Across the whole listing, state how many lines include "below". Add nothing to that number.
++++
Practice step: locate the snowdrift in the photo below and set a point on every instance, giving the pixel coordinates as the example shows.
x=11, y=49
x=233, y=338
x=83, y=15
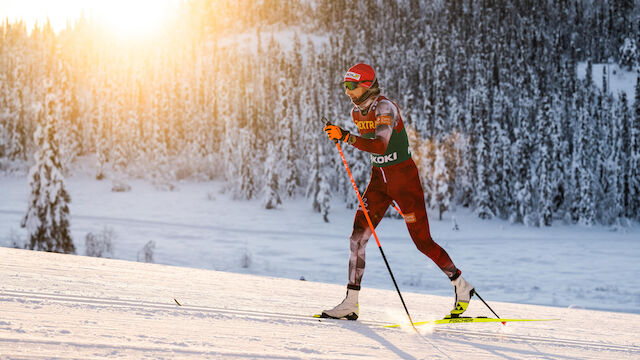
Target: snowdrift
x=64, y=306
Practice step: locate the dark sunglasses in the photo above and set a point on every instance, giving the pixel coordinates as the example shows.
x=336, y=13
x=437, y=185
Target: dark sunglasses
x=351, y=85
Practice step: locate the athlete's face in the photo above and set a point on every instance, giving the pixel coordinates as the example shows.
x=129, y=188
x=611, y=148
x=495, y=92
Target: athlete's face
x=355, y=93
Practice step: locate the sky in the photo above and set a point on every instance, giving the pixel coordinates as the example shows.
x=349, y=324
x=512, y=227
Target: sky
x=124, y=17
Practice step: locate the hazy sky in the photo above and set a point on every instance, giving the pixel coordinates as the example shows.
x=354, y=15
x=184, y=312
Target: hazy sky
x=121, y=15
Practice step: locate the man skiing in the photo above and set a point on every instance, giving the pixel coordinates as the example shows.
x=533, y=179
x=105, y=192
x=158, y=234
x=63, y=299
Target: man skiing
x=394, y=177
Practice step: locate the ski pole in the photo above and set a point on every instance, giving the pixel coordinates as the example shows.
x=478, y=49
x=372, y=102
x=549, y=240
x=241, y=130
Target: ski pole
x=366, y=215
x=395, y=206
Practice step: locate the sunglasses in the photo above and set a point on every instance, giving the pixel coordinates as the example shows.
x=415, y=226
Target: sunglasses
x=351, y=85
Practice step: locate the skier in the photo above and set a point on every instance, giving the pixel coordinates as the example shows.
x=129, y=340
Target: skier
x=394, y=177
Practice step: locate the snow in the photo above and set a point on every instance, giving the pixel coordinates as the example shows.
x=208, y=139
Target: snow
x=620, y=80
x=66, y=306
x=198, y=226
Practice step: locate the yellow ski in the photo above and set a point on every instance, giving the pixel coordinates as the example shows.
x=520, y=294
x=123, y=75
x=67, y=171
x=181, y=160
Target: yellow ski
x=465, y=320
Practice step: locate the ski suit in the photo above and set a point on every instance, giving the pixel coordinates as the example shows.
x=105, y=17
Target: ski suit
x=394, y=177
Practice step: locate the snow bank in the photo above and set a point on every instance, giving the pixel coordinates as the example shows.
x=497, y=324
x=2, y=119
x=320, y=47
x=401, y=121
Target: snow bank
x=80, y=307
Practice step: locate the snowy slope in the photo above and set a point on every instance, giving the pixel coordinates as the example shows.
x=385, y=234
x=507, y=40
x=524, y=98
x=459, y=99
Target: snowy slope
x=198, y=226
x=65, y=306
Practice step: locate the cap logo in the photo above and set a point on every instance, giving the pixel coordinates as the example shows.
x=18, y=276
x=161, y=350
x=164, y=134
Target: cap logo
x=352, y=75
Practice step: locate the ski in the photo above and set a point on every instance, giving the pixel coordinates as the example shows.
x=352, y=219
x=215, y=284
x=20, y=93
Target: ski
x=464, y=320
x=323, y=316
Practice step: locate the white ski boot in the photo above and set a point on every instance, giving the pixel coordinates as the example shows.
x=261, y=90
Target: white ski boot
x=464, y=291
x=347, y=309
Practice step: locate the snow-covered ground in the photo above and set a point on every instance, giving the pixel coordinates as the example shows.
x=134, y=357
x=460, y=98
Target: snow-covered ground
x=198, y=226
x=62, y=306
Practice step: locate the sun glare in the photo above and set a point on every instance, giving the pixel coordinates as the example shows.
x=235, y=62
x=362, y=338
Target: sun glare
x=124, y=18
x=131, y=18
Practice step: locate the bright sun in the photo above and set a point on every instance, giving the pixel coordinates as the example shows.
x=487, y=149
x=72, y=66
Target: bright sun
x=131, y=18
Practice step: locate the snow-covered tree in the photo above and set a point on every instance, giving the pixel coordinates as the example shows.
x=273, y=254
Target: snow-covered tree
x=441, y=199
x=271, y=195
x=47, y=217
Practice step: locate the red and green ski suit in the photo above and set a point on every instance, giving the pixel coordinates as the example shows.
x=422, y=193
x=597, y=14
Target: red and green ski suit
x=394, y=177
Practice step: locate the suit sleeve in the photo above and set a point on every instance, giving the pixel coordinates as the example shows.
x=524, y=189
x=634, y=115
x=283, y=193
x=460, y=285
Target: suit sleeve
x=386, y=118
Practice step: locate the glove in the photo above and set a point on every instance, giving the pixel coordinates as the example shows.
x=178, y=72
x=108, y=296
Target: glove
x=336, y=133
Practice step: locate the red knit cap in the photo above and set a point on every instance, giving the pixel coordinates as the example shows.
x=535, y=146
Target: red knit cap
x=361, y=72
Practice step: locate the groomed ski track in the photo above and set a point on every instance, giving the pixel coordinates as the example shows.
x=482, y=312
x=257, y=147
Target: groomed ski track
x=62, y=306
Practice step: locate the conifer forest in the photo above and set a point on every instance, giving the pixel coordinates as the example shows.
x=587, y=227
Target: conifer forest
x=499, y=120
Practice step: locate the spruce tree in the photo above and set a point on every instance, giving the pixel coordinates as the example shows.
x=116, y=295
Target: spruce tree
x=47, y=217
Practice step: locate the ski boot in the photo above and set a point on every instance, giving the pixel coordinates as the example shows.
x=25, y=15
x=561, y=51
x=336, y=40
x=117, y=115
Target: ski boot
x=464, y=291
x=347, y=309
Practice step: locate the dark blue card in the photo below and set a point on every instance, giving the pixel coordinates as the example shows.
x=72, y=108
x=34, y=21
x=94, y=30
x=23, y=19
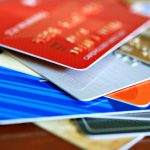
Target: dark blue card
x=25, y=98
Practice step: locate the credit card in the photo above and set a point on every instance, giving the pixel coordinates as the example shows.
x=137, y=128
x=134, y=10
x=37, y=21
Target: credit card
x=138, y=47
x=28, y=98
x=108, y=75
x=144, y=143
x=74, y=34
x=105, y=127
x=141, y=7
x=68, y=130
x=143, y=115
x=138, y=95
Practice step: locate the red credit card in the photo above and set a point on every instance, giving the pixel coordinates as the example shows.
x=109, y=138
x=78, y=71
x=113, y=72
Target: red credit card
x=71, y=33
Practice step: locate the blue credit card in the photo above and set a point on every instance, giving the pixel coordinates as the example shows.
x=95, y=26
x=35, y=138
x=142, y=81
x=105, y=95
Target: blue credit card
x=26, y=98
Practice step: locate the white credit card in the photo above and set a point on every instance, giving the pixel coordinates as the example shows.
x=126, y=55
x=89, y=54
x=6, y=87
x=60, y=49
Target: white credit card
x=108, y=75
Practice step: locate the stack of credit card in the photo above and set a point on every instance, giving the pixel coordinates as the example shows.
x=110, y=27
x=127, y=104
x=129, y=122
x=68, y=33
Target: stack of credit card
x=86, y=60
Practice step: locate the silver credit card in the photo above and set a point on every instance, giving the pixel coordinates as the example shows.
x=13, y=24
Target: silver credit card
x=108, y=75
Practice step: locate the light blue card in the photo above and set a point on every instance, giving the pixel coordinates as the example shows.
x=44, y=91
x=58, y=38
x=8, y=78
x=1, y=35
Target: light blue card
x=26, y=98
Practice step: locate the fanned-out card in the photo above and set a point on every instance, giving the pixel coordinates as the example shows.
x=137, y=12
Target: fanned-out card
x=113, y=73
x=28, y=98
x=138, y=95
x=74, y=34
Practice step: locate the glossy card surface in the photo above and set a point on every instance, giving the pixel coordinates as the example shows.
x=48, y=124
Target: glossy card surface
x=25, y=98
x=106, y=76
x=28, y=98
x=138, y=95
x=75, y=37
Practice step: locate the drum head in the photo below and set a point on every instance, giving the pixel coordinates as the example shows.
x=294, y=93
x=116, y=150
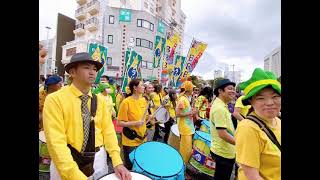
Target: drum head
x=42, y=137
x=134, y=175
x=162, y=115
x=158, y=159
x=175, y=130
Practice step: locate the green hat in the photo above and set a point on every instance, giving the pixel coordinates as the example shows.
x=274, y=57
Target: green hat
x=101, y=87
x=259, y=80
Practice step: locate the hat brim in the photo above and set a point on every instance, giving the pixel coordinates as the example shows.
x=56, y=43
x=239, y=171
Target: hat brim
x=70, y=65
x=215, y=91
x=246, y=98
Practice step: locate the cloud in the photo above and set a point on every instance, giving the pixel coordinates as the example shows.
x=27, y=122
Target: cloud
x=237, y=32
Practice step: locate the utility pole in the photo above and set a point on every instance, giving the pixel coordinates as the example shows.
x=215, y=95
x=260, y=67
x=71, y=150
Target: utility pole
x=46, y=59
x=233, y=72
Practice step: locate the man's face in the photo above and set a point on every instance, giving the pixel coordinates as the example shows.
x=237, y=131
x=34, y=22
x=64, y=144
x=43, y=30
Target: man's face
x=228, y=93
x=84, y=73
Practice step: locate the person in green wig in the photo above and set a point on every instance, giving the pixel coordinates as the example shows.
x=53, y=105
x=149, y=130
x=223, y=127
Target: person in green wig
x=258, y=150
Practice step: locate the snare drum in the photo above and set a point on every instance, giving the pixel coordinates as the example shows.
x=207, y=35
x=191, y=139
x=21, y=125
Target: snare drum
x=205, y=126
x=157, y=161
x=201, y=157
x=44, y=157
x=162, y=115
x=174, y=137
x=134, y=175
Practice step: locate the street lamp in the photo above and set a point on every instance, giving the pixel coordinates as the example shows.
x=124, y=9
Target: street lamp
x=46, y=60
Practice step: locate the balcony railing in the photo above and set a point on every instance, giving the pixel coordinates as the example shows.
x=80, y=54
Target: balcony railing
x=93, y=7
x=92, y=24
x=80, y=13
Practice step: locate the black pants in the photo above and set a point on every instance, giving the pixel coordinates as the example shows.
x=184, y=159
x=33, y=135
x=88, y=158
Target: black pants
x=167, y=128
x=126, y=151
x=224, y=167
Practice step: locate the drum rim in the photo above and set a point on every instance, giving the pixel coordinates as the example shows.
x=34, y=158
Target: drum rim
x=134, y=160
x=201, y=136
x=129, y=171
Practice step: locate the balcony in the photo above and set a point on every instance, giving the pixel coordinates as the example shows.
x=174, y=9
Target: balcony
x=81, y=2
x=79, y=30
x=93, y=7
x=92, y=24
x=80, y=14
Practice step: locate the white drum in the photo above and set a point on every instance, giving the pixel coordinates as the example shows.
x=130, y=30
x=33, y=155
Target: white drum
x=162, y=115
x=134, y=175
x=174, y=137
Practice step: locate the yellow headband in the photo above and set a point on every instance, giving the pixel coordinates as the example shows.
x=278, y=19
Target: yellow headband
x=261, y=82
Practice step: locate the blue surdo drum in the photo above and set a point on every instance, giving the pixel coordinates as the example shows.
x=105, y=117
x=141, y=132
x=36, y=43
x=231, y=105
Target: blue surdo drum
x=157, y=161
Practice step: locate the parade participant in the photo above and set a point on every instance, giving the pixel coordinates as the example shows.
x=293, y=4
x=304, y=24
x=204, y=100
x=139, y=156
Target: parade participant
x=77, y=127
x=202, y=102
x=184, y=114
x=171, y=107
x=258, y=154
x=157, y=100
x=222, y=147
x=240, y=111
x=52, y=84
x=132, y=116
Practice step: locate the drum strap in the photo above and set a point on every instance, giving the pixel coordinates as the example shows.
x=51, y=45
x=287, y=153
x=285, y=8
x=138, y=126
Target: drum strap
x=85, y=160
x=265, y=129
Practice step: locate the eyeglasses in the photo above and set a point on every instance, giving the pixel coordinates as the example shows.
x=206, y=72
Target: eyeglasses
x=264, y=100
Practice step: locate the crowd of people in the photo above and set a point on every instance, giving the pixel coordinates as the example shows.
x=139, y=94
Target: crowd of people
x=79, y=121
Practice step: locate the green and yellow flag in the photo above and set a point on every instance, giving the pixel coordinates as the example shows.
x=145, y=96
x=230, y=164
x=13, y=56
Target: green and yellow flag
x=132, y=68
x=158, y=50
x=98, y=53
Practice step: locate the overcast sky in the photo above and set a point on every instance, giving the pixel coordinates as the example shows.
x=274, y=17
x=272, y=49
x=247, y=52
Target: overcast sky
x=237, y=32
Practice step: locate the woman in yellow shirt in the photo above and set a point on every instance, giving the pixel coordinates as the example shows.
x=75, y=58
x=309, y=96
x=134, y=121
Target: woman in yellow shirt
x=132, y=115
x=257, y=154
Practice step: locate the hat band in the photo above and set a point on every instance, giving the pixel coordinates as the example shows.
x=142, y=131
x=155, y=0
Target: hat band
x=261, y=82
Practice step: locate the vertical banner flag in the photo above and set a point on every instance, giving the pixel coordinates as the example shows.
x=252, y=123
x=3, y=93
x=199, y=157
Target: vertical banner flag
x=178, y=67
x=132, y=69
x=159, y=48
x=195, y=52
x=171, y=45
x=98, y=53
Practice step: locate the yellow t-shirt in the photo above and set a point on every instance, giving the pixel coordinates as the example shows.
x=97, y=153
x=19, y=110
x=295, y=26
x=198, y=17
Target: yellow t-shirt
x=170, y=108
x=133, y=110
x=220, y=117
x=244, y=109
x=255, y=149
x=63, y=125
x=185, y=124
x=203, y=103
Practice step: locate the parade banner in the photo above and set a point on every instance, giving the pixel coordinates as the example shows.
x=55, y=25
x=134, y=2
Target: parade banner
x=171, y=45
x=98, y=53
x=132, y=68
x=178, y=67
x=158, y=52
x=195, y=52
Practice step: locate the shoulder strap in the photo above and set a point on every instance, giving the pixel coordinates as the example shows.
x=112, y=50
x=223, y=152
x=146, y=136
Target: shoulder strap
x=265, y=128
x=94, y=105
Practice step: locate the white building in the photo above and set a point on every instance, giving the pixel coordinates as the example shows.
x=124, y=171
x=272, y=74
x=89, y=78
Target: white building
x=272, y=62
x=234, y=76
x=217, y=74
x=51, y=56
x=97, y=21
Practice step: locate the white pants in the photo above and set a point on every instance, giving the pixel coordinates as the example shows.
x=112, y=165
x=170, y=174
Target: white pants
x=100, y=166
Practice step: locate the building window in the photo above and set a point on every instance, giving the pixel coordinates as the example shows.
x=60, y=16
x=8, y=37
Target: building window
x=109, y=61
x=110, y=39
x=144, y=43
x=145, y=24
x=139, y=22
x=111, y=19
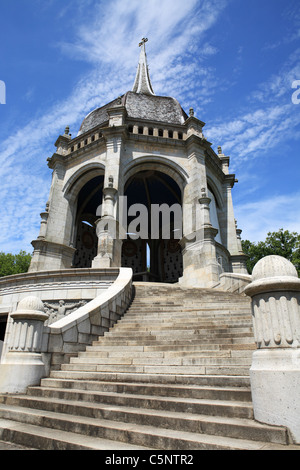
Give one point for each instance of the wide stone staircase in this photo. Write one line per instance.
(172, 374)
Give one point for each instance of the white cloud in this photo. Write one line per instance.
(107, 37)
(258, 218)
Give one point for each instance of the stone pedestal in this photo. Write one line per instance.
(275, 370)
(199, 252)
(23, 364)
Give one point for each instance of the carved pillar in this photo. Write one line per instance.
(23, 364)
(275, 370)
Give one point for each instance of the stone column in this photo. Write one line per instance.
(23, 364)
(275, 370)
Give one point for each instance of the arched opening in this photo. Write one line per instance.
(88, 201)
(3, 323)
(154, 227)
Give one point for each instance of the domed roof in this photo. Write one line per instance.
(138, 106)
(140, 103)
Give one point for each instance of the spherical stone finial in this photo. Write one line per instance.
(31, 303)
(273, 266)
(30, 307)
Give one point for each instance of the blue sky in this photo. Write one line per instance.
(233, 61)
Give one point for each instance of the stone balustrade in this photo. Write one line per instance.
(34, 348)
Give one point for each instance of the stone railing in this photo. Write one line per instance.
(33, 348)
(77, 330)
(275, 370)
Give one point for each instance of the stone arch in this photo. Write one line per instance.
(172, 169)
(76, 181)
(84, 191)
(148, 184)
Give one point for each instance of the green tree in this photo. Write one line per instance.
(282, 243)
(14, 264)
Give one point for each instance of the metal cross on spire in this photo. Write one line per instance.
(143, 41)
(142, 83)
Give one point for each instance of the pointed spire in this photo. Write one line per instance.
(142, 82)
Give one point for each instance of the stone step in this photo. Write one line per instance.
(160, 389)
(239, 428)
(46, 438)
(165, 347)
(169, 361)
(146, 378)
(125, 342)
(113, 353)
(58, 430)
(127, 322)
(49, 396)
(175, 331)
(209, 369)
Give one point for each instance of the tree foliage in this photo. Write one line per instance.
(282, 243)
(14, 264)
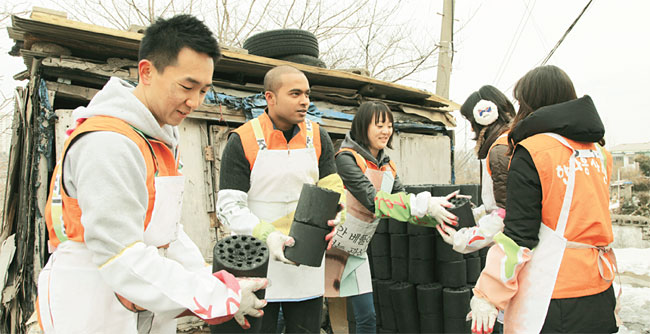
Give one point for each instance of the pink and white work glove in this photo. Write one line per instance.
(333, 223)
(277, 241)
(437, 206)
(249, 304)
(483, 315)
(471, 239)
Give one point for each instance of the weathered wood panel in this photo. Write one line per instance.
(195, 218)
(421, 158)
++++
**Output for this exercise:** 3